++++ Texto fornecido

Se você frequenta livrarias, é bem provável que já tenha cruzado com a obra de Antonio Obá estampado na capa de “O avesso da pele”, best-seller de Jeferson Tenório, ou de “Estela sem Deus”, do mesmo autor. O artista brasiliense inaugura nesta quarta-feira (25/6), no CCBB-BH, sua primeira individual em Belo Horizonte.


“Finca-pé: estórias da terra” reúne desenhos, pinturas, videoperformance e instalação, em que o artista propõe reflexões sobre a terra em múltiplas camadas. O elemento aparece tanto em sua dimensão geográfica – como território, solo e chão – quanto simbólica – como espaço de memória, histórias e experiências pessoais.


A curadoria é de Fabiana Lopes. “A exposição, para mim, é um convite. Um convite do artista Antonio Obá para acompanharmos suas reflexões sobre a experiência de estar na Terra e, ao mesmo tempo, suas experimentações estéticas”, afirma Fabiana.


A mostra parte das sensações que Obá vivenciou ao retornar a Brasília, sua cidade natal, depois de rodar pelas Américas e Europa com seu trabalho. “Foi um estalo que o corpo sentiu: o calor na pele, o vento batendo... Esse momento específico gerou uma série de obras. Senti uma relação muito afetiva com a terra”, diz o artista. “Vários pontos de virada no que eu estava fazendo vieram de estar em contato direto com a terra”, comenta.

++++++++

- Problemas a resolver
• a. No texto sobre a exposição de Antonio Obá, quem é responsável pela curadoria da mostra?
• b. Retome o texto sobre a exposição de Antonio Obá, escrevendo a continuação a partir da última frase apresentada.

++++ Material

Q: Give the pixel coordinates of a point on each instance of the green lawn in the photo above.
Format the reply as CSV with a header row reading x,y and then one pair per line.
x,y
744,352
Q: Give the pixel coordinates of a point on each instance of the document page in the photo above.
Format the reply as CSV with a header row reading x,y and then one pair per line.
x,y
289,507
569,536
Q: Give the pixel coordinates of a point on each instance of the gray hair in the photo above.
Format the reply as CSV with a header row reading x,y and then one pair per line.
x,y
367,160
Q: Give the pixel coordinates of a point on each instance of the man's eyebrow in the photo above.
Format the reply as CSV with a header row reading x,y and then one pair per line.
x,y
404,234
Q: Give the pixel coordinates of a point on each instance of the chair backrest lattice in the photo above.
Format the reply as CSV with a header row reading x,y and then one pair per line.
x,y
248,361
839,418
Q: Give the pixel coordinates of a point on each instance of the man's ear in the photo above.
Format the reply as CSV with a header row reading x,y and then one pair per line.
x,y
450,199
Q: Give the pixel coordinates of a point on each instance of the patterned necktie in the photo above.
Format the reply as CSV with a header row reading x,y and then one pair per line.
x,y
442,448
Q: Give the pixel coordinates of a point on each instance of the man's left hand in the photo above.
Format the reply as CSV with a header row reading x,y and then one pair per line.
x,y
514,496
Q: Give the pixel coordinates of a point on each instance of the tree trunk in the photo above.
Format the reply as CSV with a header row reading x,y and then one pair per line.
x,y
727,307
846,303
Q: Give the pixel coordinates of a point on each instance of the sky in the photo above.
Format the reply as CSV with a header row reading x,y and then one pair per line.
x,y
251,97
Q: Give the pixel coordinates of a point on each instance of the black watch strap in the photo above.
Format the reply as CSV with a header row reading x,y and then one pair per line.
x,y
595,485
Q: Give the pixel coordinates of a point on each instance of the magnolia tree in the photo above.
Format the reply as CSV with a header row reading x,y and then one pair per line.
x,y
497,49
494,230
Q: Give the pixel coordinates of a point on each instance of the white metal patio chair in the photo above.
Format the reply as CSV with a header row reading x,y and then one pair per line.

++++++++

- Resultados esperados
• a. Fabiana Lopes.

• b.
Caderno de notas

A exposição começa com uma sala dedicada a desenhos antigos, além de cadernos de anotações que o artista mantém desde a escola. Nem tudo ali foi criado com a intenção de se tornar uma obra finalizada. São exercícios de linguagem, devaneios visuais e escritos que servem como forma de experimentação para o artista.


Na sala seguinte, ocorre o primeiro cruzamento com o trabalho do artista mineiro Marcos Siqueira. Marcos traz outro viés da experiência de estar na Terra, desta vez relacionado à Serra do Cipó, onde nasceu e vive até hoje. Ele faz da terra sua matéria-prima. “Os trabalhos que estão aqui falam das minhas vivências diárias, da observação das camadas das coisas”, afirma.

Seu trabalho tem um diálogo mais concreto com a terra, ele pinta com pigmentos naturais feitos da mistura de terra, cola e água, em tonalidades como rosa, verde, amarelo, cinza e até branco. As obras apresentam figuras humanas em estado contemplativo. Seja tocando instrumentos, soltando pipa, observando as estrelas ou saltando em poças d’água.


“Os pigmentos são um veículo que uso para chegar nessas representações de vivências. São representações que muitas vezes a gente não vive, mas imagina. Pinto para preservar memórias e para preservar aquilo que me traz felicidade”, diz Siqueira.


Crianças

Em uma das salas que divide com o mineiro, Antonio Obá apresenta uma série de desenhos em carvão retratando crianças. A série foi criada em homenagem a Ágatha Félix, menina de 8 anos morta por um disparo da polícia no Complexo do Alemão, no Rio de Janeiro.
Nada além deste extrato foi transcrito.